Directions
1. Quote the forum thread on Handy Farm Devices exactly, from "## kyfarmer (Feb" up to and including "(Sep 29, 2009)".
2. Using the forum thread on Handy Farm Devices, answer yes or no to each statement and back each answer with the thread's words, quoted exactly. (a) The linked page holds around 300 articles. (b) UncleJoe calls all of the Small Farms Library good reading. (c) kyfarmer had only recently come across the link.

Selected extract

+++

# Handy Farm Devices



## UncleJoe (Jan 11, 2009)

Here we find 100's of articles on how things were done on the farm before modern technology took hold. It was written in 1910 before cars and electricity were commonplace on most farms. 
After you've gone through the 300 or so articles on this page click on Small Farms Library at the bottom of the page. A lot (but not all) of this will make good reading also.

Handy Farm Devices - Cobleigh - ToC


----------



## Lake Windsong (Nov 27, 2009)

*Good link with lots of illustrations!*

:thankyou:

This is a keeper.:congrat:


----------



## kyfarmer (Feb 22, 2009)

I've had it bookmarked for a long time now and recomend it highly to any one. Has a load of good stuff in it. Great find.


----------



## bunkerbob (Sep 29, 2009)

Thanks UncleJoe for the link, you trying to take my place for links???:2thumb:


----------



## UncleJoe (Jan 11, 2009)

Never happen. You're the King.


----------



## Jason (Jul 25, 2009)

It's a shame you two are across the country from each other. Between the 2 of you you could wall in your land, live in total comfort, off grid, with full bellies every day, and never be seen again.


----------



## Al-Thi'b (Jan 6, 2010)

Nice info thanks for sharing.


----------

+++

Excerpted records
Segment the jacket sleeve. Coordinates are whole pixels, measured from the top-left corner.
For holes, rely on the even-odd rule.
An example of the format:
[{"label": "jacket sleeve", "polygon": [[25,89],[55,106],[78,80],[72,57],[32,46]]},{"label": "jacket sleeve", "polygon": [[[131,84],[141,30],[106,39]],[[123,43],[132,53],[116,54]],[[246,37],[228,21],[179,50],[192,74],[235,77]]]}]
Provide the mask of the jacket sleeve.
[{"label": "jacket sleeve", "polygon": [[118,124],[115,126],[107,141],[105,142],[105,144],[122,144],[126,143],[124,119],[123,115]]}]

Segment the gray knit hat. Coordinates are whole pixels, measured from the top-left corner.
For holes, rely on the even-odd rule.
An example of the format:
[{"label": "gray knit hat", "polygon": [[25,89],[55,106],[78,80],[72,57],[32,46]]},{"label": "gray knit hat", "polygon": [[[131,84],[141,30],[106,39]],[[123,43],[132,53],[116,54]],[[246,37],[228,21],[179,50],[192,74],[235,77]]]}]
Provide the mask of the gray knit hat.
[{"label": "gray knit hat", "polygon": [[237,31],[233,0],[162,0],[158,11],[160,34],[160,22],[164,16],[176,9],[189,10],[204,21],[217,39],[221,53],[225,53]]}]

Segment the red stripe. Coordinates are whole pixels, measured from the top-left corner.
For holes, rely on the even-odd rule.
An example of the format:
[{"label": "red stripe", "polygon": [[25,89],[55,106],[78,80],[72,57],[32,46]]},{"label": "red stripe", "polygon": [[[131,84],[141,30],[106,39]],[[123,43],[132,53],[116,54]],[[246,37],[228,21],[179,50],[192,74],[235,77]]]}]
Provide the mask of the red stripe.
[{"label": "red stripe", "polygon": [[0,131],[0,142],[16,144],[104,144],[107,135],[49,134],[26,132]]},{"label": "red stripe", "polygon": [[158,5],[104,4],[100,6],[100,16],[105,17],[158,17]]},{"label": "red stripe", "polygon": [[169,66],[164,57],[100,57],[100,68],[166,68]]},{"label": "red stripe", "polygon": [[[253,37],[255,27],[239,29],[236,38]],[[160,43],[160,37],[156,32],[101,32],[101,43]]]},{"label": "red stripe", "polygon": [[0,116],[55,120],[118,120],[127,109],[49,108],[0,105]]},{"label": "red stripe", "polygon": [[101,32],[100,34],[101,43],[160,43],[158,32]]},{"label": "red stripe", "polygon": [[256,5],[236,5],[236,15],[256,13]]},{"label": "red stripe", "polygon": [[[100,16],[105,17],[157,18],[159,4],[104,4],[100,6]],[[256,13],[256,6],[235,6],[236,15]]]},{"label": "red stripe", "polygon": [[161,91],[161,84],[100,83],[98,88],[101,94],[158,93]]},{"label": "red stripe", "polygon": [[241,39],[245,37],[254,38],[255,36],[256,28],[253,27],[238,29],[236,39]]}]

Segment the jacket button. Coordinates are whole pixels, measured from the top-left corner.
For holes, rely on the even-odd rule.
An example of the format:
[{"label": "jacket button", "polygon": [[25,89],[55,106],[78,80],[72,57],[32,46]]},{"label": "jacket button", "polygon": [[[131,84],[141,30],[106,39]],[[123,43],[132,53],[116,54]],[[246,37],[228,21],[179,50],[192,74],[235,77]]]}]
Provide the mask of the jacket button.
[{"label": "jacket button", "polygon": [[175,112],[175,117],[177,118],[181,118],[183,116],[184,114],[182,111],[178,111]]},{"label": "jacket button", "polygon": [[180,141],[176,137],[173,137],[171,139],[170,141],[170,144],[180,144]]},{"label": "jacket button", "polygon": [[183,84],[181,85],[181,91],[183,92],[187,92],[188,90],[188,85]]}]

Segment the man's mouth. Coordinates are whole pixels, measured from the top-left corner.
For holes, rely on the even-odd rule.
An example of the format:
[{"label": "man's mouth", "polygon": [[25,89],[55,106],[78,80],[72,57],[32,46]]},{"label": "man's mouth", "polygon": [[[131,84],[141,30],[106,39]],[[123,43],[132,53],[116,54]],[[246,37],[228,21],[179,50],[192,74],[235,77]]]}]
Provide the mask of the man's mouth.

+++

Answers in order
1.
## kyfarmer (Feb 22, 2009)

I've had it bookmarked for a long time now and recomend it highly to any one. Has a load of good stuff in it. Great find.


----------



## bunkerbob (Sep 29, 2009)

2.
(a) Yes: "After you've gone through the 300 or so articles on this page"
(b) No: "A lot (but not all) of this will make good reading also."
(c) No: "I've had it bookmarked for a long time now"